══ RECORDS FOR PROCESSING ══
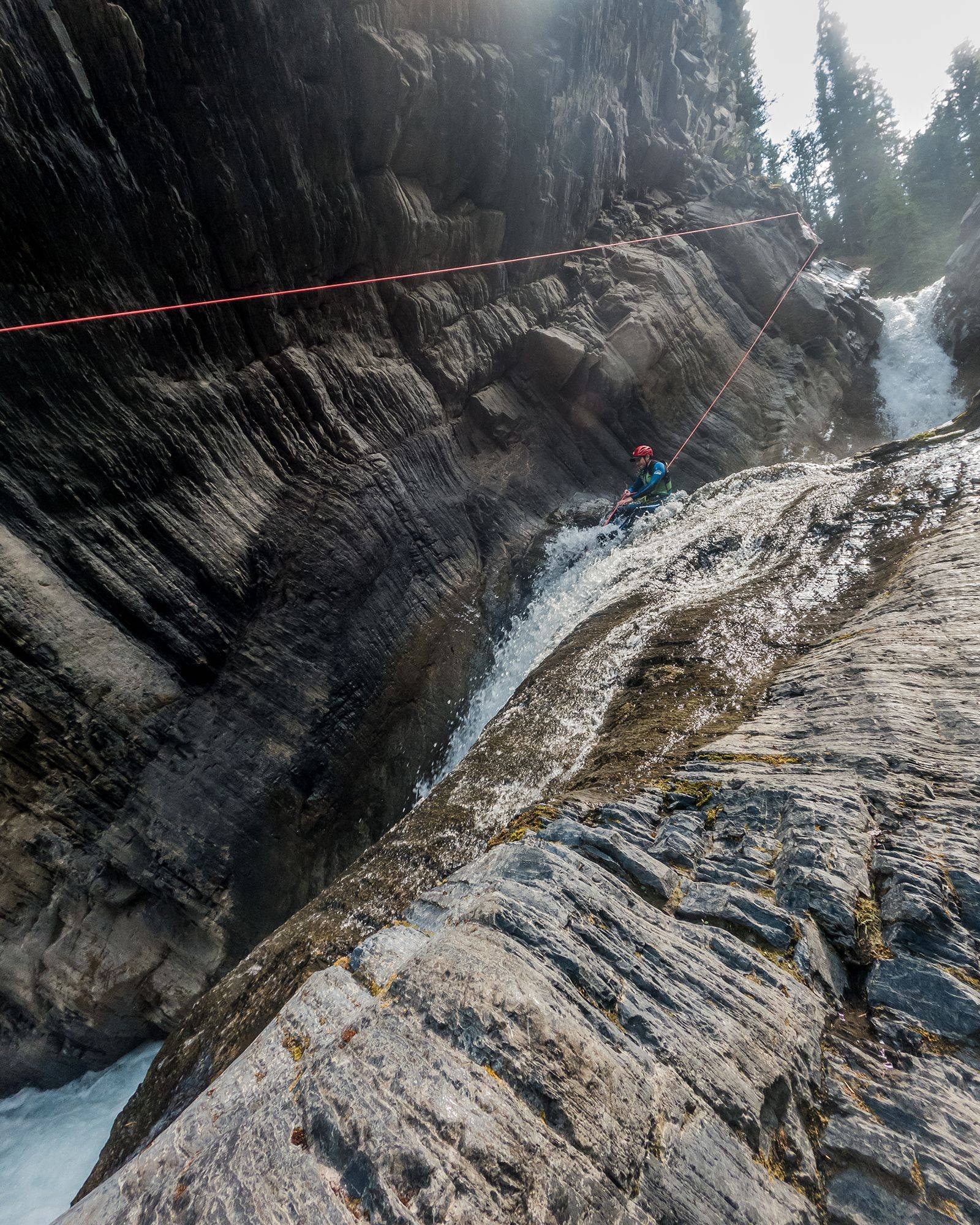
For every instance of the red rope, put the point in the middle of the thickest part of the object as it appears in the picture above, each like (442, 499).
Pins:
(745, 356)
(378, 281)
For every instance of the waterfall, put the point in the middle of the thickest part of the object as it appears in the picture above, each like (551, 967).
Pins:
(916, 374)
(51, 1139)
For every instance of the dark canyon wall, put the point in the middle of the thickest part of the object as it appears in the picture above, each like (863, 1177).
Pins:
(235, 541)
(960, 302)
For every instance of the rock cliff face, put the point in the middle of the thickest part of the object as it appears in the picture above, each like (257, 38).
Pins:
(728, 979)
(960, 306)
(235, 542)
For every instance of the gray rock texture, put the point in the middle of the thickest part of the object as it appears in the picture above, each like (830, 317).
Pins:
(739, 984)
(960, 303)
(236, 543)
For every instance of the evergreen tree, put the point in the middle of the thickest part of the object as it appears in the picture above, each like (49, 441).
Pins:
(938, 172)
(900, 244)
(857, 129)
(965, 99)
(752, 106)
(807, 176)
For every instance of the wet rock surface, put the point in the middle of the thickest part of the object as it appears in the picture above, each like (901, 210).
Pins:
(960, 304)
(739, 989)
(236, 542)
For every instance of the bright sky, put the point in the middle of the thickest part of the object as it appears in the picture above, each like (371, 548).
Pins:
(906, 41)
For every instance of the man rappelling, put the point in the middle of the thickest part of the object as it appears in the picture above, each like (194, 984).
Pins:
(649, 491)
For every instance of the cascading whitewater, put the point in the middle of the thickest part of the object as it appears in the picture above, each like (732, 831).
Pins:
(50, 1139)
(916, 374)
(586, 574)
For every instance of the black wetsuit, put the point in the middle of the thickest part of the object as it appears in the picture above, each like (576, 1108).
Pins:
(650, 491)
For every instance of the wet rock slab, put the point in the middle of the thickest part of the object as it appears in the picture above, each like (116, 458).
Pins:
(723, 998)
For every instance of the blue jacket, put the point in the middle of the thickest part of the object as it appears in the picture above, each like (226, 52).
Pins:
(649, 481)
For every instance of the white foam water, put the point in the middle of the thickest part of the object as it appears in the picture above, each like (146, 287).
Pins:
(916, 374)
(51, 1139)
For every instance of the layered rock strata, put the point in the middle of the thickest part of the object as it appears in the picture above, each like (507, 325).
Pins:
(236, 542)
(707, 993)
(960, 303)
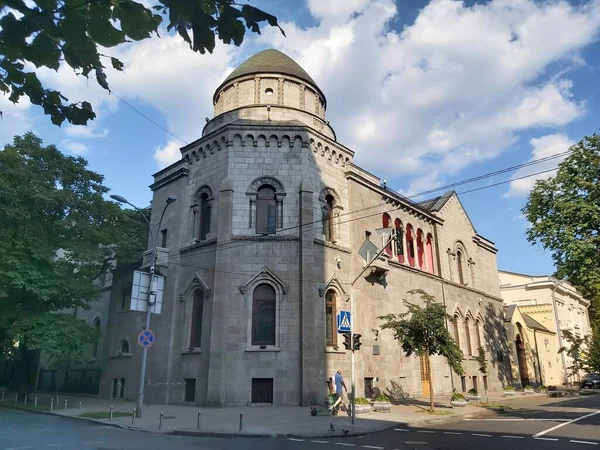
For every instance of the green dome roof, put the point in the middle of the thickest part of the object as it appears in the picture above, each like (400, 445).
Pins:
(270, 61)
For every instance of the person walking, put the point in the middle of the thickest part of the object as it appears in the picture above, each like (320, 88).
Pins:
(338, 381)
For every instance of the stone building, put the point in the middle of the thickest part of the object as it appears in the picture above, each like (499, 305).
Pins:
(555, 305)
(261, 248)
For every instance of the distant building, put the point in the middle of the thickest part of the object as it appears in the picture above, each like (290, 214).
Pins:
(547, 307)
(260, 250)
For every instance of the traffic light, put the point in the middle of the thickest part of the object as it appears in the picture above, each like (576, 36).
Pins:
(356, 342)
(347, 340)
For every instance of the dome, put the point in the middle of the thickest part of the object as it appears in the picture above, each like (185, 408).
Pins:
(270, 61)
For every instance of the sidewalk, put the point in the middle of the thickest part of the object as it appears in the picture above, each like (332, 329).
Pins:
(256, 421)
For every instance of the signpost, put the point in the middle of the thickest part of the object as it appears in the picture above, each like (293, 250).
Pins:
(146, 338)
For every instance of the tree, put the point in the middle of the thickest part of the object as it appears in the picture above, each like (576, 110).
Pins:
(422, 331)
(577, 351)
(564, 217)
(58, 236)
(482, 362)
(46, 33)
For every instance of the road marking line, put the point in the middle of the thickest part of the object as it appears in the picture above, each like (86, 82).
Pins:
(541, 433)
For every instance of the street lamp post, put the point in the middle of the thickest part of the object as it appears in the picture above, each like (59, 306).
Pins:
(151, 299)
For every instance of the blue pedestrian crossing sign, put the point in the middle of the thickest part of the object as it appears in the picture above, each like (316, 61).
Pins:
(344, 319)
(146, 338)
═══
══ RECORDS FOR PROCESSING ══
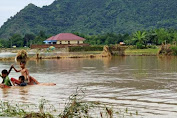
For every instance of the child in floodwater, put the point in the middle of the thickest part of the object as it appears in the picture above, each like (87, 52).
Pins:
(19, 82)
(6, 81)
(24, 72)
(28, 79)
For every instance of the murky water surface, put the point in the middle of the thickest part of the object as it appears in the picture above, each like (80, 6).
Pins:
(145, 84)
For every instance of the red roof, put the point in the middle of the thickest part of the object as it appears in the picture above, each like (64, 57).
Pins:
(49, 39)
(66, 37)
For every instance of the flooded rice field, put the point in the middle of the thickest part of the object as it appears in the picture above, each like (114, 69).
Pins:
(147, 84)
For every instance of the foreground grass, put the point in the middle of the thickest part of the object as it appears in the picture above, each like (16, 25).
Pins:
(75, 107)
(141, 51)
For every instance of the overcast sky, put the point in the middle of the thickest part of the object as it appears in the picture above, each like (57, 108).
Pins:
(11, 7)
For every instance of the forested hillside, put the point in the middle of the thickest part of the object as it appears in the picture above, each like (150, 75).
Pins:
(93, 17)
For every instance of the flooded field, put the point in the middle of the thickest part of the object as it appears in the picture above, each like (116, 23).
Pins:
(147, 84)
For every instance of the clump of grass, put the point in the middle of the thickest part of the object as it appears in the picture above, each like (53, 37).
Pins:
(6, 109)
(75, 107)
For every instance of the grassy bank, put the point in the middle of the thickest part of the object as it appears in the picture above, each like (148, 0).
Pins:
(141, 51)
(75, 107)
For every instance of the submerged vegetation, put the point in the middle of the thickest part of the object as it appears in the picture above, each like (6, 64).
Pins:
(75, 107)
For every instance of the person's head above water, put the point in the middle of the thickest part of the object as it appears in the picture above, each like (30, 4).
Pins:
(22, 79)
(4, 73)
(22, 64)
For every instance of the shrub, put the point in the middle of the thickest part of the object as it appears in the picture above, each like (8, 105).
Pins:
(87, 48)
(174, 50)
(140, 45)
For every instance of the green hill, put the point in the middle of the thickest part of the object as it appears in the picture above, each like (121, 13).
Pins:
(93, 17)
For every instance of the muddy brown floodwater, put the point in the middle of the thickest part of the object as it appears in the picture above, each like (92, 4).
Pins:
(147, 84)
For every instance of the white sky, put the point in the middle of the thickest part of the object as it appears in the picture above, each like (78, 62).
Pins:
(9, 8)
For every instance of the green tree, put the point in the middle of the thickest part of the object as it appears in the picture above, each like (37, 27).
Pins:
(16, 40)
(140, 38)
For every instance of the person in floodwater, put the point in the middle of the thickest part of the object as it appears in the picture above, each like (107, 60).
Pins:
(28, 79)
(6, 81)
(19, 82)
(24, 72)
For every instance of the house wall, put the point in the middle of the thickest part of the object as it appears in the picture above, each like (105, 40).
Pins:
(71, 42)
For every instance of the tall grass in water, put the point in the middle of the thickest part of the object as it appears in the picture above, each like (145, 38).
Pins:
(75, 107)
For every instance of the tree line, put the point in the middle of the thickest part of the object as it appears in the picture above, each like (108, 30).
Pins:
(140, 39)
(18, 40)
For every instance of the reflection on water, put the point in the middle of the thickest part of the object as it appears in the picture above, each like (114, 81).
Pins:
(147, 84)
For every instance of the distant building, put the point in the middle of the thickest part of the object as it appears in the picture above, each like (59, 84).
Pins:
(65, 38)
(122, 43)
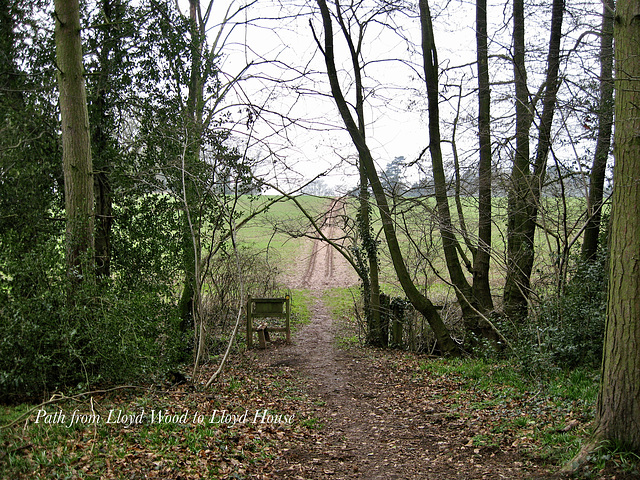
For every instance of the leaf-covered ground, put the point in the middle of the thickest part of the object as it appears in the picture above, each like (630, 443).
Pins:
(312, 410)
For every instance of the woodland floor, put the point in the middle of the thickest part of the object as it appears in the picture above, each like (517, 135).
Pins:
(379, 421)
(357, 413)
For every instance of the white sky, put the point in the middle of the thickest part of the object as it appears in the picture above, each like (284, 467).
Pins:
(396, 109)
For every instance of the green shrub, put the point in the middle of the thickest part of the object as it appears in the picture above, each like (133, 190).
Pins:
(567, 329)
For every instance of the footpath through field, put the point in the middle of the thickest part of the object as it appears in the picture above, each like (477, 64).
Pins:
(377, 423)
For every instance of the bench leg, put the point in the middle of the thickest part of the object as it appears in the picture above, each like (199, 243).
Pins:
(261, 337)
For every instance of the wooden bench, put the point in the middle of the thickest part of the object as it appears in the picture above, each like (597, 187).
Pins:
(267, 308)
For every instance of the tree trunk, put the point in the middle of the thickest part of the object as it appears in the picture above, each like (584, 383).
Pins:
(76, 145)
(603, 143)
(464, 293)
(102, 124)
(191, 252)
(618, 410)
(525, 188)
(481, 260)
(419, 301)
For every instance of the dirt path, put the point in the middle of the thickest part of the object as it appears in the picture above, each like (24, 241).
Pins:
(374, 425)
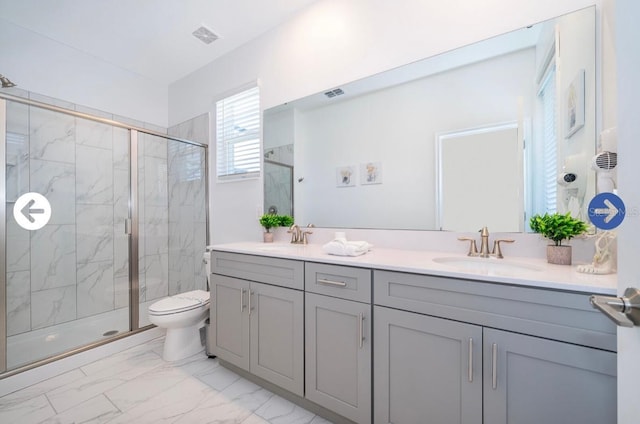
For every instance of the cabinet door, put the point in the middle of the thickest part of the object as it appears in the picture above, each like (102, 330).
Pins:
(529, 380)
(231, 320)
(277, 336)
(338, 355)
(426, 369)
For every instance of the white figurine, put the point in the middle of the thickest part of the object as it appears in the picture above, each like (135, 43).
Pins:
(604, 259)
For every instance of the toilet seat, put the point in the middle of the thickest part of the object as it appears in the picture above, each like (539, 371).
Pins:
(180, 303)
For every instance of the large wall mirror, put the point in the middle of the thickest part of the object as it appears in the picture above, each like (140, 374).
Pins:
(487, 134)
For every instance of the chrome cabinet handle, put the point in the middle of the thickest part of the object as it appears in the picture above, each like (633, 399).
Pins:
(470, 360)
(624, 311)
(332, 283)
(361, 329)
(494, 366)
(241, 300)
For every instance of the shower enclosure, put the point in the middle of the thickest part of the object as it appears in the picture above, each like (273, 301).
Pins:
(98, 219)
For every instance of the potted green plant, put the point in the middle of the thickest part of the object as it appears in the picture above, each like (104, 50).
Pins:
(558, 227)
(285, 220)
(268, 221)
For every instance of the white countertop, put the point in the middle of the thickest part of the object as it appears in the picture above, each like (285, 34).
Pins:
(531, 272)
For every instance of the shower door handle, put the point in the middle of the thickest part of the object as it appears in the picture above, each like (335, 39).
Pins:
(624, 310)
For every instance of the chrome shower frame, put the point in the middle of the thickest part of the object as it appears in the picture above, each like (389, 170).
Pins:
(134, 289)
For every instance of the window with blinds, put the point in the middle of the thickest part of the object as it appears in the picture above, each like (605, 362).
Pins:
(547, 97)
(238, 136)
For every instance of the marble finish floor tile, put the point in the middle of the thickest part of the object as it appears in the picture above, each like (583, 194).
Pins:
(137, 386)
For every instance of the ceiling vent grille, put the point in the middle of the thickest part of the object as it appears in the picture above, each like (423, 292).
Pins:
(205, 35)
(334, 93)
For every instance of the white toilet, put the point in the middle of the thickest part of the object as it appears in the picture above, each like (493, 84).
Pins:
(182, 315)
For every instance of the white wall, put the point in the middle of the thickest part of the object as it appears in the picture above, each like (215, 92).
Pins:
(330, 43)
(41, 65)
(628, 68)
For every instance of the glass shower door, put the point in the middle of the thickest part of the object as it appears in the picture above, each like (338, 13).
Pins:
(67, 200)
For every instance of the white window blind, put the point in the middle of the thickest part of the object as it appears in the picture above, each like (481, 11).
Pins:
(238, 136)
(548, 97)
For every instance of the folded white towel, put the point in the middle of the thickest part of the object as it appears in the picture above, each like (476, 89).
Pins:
═══
**EXERCISE DIRECTIONS**
Using the entries, return every line where the word "handle" can be found.

**ANSWER TO THIS TASK**
For every instance of the chrome cabinet handle, put the point in the middle of the thickest part of the object as it appears in the picture above, each like (633, 399).
For every instance of the shower door handle, put the point in the middle of the thickest part of the object as it appears in the picture above, each like (335, 39).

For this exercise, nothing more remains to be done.